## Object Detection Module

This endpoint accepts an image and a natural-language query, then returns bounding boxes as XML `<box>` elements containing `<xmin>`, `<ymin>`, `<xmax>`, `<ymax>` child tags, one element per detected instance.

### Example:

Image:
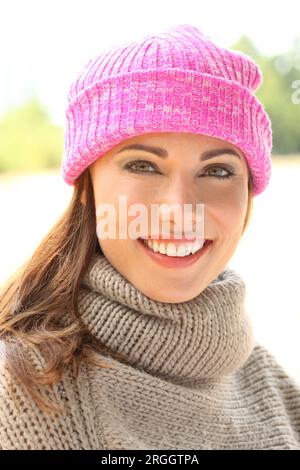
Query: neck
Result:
* * *
Written task:
Retype all of the data above line for line, leaving out the pictures.

Result:
## Object Detection Module

This endpoint accepts an image and a natural-language query, then returns bounding boxes as XML `<box>` elements containing `<xmin>`, `<ymin>`, `<xmax>`, `<ymax>` child tags, one element per detected instance.

### Example:

Image:
Query: neck
Result:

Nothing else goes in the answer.